> REQUEST: Which lines in the records below contain the word "that"? Pull out each of them in full, and treat uppercase and lowercase letters as different.

Start of INPUT DATA

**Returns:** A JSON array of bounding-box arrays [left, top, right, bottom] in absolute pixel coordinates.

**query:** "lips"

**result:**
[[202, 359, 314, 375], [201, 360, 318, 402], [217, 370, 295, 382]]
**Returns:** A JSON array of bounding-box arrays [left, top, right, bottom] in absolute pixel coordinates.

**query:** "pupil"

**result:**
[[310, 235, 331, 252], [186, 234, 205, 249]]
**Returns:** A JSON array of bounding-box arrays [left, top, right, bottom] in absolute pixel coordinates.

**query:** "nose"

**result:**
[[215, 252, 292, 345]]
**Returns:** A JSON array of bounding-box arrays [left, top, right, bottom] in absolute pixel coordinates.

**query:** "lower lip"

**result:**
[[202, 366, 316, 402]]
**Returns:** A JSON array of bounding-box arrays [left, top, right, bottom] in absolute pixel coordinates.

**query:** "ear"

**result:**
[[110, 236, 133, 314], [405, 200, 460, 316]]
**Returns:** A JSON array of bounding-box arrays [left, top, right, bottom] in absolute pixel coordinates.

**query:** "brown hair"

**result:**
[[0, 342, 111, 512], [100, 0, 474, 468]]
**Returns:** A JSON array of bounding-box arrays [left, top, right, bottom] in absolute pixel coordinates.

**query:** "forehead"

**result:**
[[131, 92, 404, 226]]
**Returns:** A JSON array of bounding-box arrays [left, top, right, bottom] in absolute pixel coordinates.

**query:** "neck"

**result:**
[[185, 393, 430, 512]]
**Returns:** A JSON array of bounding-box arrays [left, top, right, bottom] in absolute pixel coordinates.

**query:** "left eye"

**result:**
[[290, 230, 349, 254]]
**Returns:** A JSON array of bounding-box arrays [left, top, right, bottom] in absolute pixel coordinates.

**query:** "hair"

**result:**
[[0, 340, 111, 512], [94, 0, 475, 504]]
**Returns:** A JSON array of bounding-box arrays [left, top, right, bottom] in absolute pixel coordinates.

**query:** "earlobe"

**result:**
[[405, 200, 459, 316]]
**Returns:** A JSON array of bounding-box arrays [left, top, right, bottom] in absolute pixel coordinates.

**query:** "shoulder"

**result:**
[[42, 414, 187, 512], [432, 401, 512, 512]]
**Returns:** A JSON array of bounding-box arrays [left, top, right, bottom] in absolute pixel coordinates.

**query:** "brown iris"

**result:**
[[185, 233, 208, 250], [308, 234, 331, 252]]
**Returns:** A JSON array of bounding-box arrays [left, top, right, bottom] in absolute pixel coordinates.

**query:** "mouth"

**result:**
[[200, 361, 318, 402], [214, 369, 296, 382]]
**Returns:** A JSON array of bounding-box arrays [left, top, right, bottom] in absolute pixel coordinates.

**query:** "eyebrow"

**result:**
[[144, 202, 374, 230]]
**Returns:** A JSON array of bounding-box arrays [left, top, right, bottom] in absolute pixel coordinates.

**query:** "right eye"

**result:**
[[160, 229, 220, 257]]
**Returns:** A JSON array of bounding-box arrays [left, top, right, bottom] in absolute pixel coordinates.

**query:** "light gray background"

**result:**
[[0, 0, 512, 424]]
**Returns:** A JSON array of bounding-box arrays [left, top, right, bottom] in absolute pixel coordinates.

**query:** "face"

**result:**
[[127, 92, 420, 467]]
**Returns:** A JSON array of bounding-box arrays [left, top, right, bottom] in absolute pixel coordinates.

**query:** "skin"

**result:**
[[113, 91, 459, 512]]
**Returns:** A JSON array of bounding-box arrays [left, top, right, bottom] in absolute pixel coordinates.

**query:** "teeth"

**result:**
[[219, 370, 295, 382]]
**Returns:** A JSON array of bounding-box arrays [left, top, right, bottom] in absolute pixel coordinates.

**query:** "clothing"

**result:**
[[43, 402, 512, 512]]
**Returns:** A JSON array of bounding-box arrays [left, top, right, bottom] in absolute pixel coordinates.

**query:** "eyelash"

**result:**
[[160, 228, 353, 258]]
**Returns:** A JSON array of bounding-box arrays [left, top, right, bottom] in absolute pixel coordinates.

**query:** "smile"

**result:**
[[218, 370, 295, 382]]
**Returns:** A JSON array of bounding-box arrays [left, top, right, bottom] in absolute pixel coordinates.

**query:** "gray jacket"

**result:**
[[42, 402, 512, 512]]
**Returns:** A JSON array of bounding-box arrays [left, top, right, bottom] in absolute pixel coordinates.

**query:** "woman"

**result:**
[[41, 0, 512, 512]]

End of INPUT DATA
Start of INPUT DATA

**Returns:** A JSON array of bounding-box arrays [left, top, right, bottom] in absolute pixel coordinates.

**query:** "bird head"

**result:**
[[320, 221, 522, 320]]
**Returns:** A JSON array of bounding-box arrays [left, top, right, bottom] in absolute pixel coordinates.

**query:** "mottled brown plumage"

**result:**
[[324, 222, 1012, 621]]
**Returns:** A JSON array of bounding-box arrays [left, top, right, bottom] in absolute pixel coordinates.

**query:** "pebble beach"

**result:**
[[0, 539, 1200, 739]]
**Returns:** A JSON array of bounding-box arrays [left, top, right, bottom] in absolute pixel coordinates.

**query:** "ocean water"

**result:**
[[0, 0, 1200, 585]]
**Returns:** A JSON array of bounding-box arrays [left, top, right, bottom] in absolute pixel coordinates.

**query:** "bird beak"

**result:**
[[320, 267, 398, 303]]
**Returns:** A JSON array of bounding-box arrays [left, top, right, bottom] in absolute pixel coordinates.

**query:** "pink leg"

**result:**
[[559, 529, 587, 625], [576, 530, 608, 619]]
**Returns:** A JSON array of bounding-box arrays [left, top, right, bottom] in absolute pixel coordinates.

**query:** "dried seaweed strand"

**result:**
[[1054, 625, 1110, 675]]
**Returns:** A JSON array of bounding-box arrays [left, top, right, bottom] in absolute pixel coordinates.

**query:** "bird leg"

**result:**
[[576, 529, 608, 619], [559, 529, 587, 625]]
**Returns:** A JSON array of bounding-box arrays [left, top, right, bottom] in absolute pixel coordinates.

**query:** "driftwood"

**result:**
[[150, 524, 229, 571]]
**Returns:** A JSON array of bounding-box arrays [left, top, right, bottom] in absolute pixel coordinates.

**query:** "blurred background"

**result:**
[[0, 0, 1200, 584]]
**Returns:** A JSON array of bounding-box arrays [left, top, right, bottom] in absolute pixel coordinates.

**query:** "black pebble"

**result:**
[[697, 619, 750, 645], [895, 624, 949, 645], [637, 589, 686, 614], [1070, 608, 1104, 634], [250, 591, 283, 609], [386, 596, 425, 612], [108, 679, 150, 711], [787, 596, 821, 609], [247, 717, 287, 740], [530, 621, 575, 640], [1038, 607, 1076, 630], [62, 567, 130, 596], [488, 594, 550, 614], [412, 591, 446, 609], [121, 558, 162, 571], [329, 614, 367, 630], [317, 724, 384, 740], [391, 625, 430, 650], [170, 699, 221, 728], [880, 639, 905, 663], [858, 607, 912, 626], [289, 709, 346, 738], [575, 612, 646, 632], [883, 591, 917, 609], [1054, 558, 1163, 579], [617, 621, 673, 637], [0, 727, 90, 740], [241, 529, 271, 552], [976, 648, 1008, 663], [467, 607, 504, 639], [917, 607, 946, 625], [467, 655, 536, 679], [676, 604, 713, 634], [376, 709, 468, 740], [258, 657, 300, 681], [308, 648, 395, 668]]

End of INPUT DATA
Start of INPUT DATA

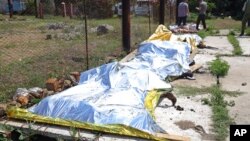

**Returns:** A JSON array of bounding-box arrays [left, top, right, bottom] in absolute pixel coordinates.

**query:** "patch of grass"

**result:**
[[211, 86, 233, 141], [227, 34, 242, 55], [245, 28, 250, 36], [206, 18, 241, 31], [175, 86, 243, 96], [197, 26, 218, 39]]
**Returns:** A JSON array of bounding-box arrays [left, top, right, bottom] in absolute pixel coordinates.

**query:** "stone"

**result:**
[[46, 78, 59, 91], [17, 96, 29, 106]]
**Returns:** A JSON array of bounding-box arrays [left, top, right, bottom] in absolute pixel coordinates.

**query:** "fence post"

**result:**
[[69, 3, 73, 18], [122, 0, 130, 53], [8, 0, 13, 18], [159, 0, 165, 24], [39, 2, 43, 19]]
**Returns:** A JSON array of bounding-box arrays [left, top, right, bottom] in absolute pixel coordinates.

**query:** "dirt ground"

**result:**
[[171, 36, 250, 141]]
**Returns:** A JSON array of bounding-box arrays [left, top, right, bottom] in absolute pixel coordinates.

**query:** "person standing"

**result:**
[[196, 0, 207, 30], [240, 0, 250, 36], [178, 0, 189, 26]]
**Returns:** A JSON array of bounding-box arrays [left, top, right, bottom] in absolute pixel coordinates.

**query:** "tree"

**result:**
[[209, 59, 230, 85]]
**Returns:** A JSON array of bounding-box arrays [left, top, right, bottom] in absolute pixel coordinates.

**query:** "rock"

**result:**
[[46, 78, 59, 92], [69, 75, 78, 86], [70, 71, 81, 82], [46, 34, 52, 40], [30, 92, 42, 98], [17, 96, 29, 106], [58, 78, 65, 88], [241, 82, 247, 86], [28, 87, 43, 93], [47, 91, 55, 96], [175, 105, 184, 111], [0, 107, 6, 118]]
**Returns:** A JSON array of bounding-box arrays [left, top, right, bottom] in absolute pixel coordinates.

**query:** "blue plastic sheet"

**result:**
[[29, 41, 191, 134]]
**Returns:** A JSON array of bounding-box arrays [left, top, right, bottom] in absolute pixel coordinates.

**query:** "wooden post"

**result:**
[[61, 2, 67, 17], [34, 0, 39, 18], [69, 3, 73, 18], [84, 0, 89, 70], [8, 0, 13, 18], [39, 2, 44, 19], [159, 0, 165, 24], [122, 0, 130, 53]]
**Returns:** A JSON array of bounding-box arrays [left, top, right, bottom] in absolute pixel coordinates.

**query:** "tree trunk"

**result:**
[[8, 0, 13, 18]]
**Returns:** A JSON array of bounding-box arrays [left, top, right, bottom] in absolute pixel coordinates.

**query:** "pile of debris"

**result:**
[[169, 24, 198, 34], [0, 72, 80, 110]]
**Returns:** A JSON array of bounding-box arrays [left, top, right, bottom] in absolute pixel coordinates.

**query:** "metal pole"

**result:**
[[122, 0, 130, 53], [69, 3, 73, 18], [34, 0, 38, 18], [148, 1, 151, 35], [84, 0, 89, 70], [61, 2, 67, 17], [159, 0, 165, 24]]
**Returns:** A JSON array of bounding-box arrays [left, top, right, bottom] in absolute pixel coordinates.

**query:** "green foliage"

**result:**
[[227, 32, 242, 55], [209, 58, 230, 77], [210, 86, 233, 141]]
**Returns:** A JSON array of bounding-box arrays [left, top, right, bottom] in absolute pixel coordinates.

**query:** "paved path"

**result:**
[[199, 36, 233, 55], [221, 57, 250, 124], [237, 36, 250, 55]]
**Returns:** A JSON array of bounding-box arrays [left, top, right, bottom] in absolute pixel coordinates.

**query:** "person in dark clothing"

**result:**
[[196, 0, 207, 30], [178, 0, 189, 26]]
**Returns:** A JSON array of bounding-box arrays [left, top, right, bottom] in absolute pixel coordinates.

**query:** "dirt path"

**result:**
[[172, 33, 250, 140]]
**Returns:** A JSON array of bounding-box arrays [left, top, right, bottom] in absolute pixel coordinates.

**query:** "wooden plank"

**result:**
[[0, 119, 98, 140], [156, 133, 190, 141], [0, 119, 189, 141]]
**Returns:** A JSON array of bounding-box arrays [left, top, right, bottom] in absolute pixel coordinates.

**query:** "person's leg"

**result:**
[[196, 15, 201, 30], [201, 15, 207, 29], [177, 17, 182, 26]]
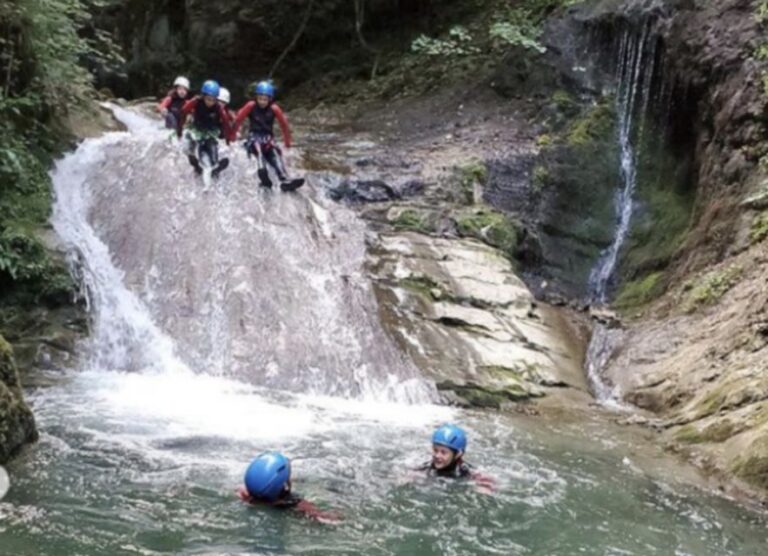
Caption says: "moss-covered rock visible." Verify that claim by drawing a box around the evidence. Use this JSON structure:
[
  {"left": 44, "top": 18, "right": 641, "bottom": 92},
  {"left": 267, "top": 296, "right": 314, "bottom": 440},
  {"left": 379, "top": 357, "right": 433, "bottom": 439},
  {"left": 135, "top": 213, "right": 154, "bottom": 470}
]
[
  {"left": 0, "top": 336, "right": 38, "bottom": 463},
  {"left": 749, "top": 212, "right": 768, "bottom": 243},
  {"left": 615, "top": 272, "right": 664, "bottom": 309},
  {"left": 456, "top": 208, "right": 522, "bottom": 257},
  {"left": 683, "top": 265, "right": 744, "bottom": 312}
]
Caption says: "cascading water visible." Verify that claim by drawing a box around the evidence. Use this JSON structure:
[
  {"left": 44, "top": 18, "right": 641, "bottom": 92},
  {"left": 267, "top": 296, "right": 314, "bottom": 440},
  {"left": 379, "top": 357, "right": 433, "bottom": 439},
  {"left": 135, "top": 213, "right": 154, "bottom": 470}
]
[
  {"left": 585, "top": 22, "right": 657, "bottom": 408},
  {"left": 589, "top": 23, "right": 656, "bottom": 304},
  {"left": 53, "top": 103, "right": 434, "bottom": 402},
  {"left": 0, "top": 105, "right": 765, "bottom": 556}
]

End of INPUT DATA

> FINISHED TASK:
Caption says: "moss-covered rock visible." Verify that claim by drawing a box around the evidence. Use this JSON structure:
Caption says: "cascading water visible." Verify that claim by drawing a box around the evidence. Use this JSON structure:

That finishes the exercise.